**Set exercise**: Return every line of the records below that contains the word "roadway", matching its case exactly.

↓

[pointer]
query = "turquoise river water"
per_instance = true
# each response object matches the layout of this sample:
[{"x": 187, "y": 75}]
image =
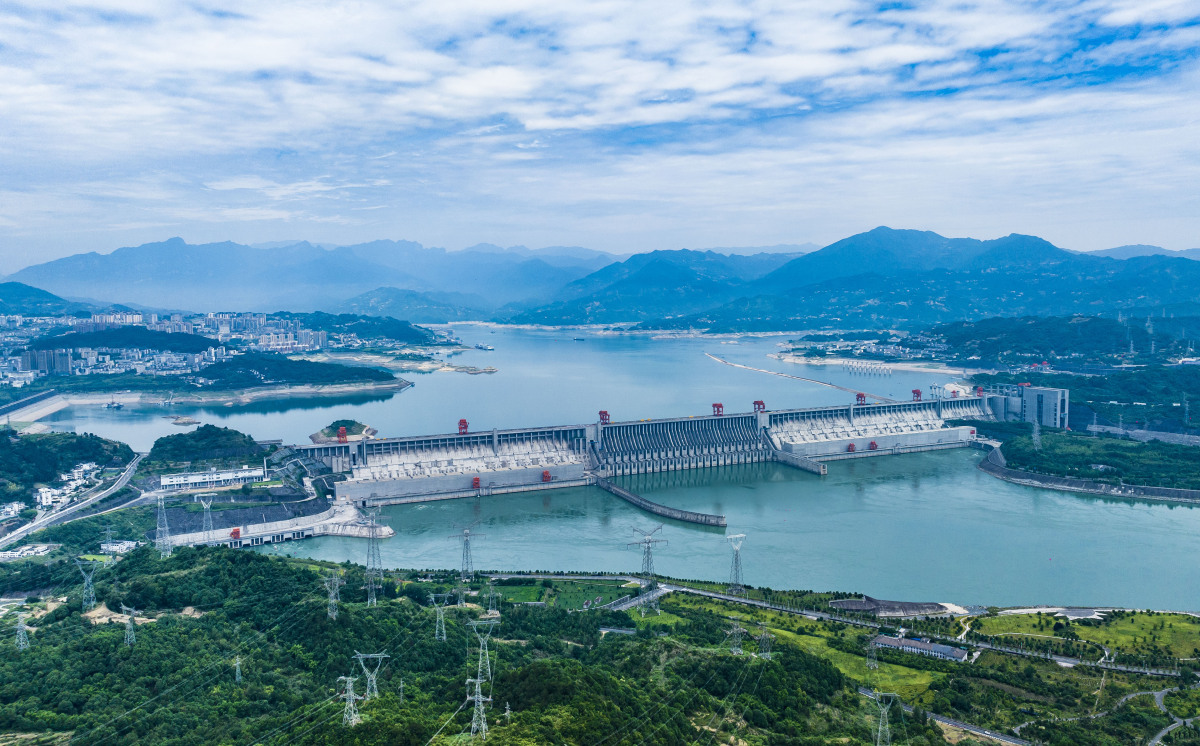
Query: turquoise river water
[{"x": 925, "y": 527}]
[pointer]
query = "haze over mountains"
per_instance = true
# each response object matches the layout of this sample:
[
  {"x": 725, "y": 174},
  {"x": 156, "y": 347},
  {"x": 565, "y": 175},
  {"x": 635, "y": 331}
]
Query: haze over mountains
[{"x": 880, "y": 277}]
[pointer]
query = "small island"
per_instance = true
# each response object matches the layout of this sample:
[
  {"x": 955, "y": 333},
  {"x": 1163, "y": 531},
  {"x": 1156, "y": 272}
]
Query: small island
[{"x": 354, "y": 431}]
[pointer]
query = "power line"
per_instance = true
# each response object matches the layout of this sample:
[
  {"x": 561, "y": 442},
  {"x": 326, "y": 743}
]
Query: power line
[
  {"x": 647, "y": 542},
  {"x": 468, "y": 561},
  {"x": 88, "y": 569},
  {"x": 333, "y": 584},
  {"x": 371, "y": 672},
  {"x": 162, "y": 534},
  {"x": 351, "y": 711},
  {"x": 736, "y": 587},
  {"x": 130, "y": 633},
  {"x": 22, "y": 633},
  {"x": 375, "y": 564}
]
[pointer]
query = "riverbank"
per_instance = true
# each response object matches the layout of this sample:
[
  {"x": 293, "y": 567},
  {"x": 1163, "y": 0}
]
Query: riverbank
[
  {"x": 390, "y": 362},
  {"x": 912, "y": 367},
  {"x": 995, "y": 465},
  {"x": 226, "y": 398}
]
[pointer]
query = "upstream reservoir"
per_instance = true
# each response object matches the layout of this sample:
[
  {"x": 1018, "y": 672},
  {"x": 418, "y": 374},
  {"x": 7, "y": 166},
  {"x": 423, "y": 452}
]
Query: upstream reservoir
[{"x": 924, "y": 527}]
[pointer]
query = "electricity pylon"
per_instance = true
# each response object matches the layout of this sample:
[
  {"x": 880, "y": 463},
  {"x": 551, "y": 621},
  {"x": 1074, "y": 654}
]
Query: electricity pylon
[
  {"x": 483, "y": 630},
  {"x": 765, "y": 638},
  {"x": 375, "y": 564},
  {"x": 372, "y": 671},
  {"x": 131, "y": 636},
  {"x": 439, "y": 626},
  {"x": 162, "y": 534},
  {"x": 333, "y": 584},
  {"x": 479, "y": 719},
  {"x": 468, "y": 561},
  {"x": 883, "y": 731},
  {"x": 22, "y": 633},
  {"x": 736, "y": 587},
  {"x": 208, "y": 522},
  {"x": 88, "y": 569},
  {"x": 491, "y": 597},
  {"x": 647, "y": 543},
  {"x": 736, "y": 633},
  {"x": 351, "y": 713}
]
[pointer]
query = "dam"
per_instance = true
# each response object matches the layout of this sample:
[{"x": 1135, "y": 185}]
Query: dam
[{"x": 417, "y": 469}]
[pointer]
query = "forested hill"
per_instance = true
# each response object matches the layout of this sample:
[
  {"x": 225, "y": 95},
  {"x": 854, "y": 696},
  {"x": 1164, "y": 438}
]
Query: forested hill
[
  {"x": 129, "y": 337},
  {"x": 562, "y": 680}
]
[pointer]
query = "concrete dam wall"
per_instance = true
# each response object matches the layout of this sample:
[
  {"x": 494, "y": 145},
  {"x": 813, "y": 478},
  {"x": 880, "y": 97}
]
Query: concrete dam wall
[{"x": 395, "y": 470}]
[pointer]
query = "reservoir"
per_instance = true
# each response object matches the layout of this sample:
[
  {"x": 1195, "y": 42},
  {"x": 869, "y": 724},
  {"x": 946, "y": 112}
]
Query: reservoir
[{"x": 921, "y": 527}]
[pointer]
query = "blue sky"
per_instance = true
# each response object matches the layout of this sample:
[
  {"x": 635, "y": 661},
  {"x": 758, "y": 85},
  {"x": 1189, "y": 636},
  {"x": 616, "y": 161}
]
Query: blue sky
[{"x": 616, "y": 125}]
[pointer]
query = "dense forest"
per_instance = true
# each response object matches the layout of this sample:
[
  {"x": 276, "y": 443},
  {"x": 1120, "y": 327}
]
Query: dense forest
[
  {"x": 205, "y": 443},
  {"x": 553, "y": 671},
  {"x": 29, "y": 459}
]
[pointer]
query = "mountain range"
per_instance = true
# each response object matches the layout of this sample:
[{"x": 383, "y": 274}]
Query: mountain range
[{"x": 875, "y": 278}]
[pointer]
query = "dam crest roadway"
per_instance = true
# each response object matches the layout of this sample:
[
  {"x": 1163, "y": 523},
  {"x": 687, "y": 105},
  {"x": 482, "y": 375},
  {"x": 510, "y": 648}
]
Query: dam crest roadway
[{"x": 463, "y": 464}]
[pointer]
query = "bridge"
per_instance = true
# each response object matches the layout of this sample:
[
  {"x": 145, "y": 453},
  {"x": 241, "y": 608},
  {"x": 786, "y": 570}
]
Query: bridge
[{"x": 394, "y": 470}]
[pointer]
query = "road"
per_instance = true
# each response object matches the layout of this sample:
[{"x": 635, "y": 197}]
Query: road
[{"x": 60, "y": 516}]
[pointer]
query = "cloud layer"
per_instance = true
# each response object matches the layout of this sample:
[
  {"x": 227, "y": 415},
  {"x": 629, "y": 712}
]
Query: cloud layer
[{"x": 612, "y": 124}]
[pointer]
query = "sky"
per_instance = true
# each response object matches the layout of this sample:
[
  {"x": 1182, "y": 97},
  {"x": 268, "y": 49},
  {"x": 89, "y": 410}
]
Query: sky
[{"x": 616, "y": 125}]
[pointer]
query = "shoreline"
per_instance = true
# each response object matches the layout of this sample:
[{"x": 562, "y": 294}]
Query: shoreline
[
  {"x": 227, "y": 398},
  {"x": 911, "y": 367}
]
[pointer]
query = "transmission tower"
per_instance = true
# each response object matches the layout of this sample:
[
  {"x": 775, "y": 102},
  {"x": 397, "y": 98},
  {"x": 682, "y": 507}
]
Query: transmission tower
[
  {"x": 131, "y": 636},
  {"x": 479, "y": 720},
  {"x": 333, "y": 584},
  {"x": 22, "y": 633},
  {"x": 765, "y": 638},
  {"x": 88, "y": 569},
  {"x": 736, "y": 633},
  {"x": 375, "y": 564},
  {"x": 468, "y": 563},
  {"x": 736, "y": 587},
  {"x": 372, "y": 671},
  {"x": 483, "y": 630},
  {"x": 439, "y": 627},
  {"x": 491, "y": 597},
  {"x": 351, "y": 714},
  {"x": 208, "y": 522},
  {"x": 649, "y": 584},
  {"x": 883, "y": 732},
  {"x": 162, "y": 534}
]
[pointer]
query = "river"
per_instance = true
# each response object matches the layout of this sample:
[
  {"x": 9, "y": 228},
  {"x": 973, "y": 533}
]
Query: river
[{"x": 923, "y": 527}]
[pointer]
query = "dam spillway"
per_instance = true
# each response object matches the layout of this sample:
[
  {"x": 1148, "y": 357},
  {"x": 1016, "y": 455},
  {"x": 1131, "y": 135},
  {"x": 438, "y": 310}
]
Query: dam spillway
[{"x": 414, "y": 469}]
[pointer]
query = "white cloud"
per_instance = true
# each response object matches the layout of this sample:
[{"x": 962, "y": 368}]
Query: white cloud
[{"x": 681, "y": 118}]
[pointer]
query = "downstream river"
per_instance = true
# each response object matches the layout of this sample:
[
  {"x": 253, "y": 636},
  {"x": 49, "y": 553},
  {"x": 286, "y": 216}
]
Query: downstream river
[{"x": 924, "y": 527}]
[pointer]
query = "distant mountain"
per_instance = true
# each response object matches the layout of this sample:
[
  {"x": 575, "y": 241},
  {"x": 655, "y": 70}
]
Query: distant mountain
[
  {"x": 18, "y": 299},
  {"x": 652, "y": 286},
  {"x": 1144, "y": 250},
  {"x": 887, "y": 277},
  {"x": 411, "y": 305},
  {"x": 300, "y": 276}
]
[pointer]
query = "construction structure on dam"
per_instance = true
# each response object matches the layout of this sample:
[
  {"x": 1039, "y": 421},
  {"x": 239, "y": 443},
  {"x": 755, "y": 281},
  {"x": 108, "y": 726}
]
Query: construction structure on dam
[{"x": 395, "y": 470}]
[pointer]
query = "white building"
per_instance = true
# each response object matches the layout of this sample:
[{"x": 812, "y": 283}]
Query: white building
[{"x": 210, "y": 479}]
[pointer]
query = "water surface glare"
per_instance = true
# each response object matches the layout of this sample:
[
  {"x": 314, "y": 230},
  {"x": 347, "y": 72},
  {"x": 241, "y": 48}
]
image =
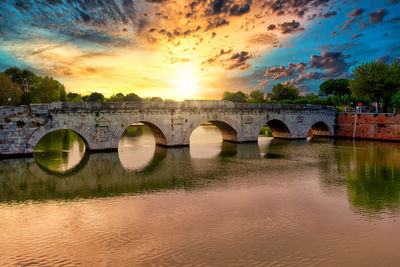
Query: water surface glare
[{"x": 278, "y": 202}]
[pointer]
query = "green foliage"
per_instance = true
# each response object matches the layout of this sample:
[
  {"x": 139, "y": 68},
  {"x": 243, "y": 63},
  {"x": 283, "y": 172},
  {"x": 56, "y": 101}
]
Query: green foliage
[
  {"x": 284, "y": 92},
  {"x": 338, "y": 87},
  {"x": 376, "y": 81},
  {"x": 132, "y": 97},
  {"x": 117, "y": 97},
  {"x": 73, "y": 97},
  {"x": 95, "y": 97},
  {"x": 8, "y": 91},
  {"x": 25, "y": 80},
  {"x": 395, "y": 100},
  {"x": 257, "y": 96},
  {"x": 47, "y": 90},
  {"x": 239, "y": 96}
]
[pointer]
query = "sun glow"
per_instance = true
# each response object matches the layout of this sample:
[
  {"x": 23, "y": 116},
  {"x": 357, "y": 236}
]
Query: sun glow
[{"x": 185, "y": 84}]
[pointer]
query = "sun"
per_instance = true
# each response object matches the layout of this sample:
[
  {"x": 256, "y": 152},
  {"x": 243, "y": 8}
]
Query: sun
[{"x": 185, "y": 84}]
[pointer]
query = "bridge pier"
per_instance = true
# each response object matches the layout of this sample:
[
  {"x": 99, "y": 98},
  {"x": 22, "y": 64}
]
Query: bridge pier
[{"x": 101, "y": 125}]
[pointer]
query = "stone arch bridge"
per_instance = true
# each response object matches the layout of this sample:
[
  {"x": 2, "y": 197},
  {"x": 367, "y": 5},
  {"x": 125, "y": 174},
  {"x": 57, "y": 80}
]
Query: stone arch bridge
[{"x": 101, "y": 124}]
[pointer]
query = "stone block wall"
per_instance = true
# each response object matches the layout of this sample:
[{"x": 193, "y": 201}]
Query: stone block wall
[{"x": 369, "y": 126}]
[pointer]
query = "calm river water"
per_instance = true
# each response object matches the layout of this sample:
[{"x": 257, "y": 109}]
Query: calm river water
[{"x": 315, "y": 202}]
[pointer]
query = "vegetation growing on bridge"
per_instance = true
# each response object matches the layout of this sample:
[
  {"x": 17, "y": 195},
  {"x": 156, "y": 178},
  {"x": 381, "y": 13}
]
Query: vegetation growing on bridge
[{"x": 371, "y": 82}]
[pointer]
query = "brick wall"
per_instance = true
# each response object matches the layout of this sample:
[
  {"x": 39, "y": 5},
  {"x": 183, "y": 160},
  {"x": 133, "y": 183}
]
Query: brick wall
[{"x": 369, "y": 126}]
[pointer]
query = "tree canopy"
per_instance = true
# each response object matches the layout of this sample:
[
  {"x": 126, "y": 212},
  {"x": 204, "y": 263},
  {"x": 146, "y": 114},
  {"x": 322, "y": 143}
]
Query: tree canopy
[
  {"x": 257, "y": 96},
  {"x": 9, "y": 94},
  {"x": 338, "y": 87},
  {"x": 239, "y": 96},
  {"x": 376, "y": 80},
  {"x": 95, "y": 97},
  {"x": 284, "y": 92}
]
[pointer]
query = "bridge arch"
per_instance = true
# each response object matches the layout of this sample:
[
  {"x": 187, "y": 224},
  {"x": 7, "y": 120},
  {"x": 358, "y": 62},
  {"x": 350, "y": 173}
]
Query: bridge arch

↑

**Solved problem**:
query = "dam crest roadway"
Query: dam crest roadway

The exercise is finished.